***** DATA TO USE *****
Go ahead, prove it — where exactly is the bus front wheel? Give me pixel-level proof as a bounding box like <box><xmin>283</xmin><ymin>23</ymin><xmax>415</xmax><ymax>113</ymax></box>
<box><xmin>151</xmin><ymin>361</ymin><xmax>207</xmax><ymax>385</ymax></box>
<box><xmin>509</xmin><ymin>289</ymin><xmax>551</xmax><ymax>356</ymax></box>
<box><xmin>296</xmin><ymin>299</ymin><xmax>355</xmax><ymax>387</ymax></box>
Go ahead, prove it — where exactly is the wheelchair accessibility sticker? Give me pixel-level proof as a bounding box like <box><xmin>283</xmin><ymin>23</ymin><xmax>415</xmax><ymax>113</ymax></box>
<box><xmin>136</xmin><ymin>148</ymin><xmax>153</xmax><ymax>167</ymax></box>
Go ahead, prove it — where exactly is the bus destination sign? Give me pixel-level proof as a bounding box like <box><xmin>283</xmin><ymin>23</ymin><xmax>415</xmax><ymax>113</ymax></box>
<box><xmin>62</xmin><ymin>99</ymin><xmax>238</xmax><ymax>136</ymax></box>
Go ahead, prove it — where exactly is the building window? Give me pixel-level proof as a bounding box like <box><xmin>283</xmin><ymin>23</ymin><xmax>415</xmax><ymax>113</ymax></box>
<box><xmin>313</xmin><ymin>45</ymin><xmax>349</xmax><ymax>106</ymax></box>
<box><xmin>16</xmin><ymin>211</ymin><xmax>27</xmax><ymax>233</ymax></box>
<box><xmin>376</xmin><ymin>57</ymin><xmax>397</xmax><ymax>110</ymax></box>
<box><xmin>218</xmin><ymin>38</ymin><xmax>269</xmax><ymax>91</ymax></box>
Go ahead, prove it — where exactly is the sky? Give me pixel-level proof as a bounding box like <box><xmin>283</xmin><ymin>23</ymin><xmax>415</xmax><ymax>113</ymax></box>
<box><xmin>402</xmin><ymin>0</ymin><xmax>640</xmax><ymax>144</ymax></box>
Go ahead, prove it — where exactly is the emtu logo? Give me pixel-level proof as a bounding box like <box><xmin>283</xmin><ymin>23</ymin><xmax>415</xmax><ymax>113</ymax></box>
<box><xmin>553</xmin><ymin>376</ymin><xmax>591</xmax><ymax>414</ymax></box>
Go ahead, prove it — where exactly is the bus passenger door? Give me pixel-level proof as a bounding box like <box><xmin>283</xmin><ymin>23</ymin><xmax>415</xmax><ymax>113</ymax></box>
*****
* _WHAT YOU HAVE TO DO_
State how many lines of the records above contain the word "window", giving only the number.

* _OUTPUT_
1